──────── Data for the task

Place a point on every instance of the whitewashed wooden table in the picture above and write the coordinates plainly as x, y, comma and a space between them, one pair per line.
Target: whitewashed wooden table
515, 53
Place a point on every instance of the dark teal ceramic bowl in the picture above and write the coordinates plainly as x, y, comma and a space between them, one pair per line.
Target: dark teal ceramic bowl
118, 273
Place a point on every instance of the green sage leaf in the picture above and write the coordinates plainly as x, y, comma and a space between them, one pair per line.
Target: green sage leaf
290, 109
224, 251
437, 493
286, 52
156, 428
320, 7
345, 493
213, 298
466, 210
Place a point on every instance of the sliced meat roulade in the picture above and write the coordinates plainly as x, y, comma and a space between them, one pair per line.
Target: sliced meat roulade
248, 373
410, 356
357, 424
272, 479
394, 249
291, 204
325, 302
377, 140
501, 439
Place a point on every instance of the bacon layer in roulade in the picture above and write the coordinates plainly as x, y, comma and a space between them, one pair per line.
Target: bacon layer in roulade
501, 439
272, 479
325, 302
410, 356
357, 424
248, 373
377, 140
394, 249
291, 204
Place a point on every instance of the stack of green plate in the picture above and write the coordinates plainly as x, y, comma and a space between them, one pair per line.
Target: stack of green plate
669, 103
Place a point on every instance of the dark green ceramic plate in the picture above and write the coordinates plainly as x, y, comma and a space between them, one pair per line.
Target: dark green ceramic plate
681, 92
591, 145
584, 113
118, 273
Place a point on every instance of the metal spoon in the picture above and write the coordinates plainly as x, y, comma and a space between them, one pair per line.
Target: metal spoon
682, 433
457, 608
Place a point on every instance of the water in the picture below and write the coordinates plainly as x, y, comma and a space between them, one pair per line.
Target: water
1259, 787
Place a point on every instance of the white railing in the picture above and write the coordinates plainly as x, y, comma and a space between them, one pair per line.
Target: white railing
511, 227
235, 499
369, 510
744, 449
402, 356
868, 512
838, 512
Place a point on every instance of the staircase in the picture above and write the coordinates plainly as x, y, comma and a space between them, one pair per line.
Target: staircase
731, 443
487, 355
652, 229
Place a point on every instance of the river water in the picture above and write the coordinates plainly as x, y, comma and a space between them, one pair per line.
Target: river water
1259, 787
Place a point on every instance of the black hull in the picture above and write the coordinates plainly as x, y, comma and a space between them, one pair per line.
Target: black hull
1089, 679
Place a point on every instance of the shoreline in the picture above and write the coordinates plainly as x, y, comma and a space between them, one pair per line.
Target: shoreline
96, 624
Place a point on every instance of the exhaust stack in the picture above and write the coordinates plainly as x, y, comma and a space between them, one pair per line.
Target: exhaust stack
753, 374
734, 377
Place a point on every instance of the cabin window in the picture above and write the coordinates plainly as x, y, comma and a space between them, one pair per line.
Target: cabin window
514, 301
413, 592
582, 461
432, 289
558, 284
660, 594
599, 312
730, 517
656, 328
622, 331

────────────────

Problem statement: Exact copies of all the entries above are to be printed.

Answer section:
Place a point on every instance of the whitewashed wooden table in the picture above and write the coordinates plainly as x, y, comma and a space between them, one pair per line.
Target: whitewashed wooden table
515, 53
Place a point on every instance of the dark teal ceramic bowl in the picture above and write the coordinates plainly as x, y, comma and a space between them, one pair per line.
Target: dark teal ceramic bowl
118, 273
Place a point on every instance of the green sage leaf in the picture above and write the coordinates plainly as x, y, comma and a space between them, one pair per line.
Target: green sage leaf
290, 109
224, 251
437, 493
286, 52
156, 428
320, 7
345, 493
213, 298
466, 210
Place a point on every instance of the sliced meat roulade in the picture above and write the coordinates plainly as x, y, comma and a space between them, one pair per line.
Target: sliced meat roulade
248, 373
410, 356
357, 424
272, 479
394, 249
291, 204
325, 302
377, 140
501, 439
Place a point on every instance of the bacon layer in roulade in the picture above and write the coordinates plainly as x, y, comma and a space between them, one pair per line.
Target: bacon layer in roulade
501, 439
272, 479
325, 302
410, 356
357, 424
248, 373
377, 140
394, 249
291, 204
Place a point on every instance of the stack of green plate in the picture above and write the coordinates plainly as x, y, comma and a space between them, one pair per line.
Target: stack of green plate
669, 103
Place a point on every instance of the dark green ceramic plate in the picture above and write the coordinates plainly as x, y, comma and a space between them, one pair per line.
Target: dark green ceramic plate
681, 92
591, 145
584, 113
118, 273
Place a point on every instance of the metal spoon in the picture above and write the coordinates plainly as x, y, comma and a space between them, one pair per line.
Target: metal spoon
682, 433
457, 608
Place a point on every instance of the water in the picture below and write the coordinates plainly as x, y, comma and a space between them, one pair per line.
Target: water
1259, 787
Place a point on every instance of the white railing in the picture above and write the coordinates plainly as x, y, comma and a space between them, one pair per line.
Target: white railing
511, 227
235, 499
369, 510
744, 449
402, 356
868, 512
838, 512
Place a point on every instance of the staircase in the picture above and write the coordinates plainly as x, y, comma and a space between them, one pair per line.
Target: staircase
731, 443
487, 355
652, 229
Place a point on every instance of the river water in the picture above and write the coordinates plainly as x, y, comma and a space between them, one pair per line.
Target: river water
1259, 787
Place a point on every instance of the black hull in the picture above and write the coordinates plainly as x, y, comma and a space between them, one pair per line.
Target: black hull
1089, 679
Place a point on every instance of the shoreline in the picture above and write the coordinates plainly as x, y, comma and a space between them, one pair per line.
Target: shoreline
96, 624
Place a point on every instance of the exhaust stack in the picture above and write the coordinates plainly as x, y, comma and a space between them, one pair per line.
Target: exhaust stack
753, 374
734, 377
Place a point on every instance of the cabin window in the picture above and write the coordinates plainly as x, y, comma and a space between them, one pair per line.
Target: cabin window
514, 301
413, 592
582, 461
432, 289
558, 284
660, 594
599, 312
730, 517
656, 328
622, 331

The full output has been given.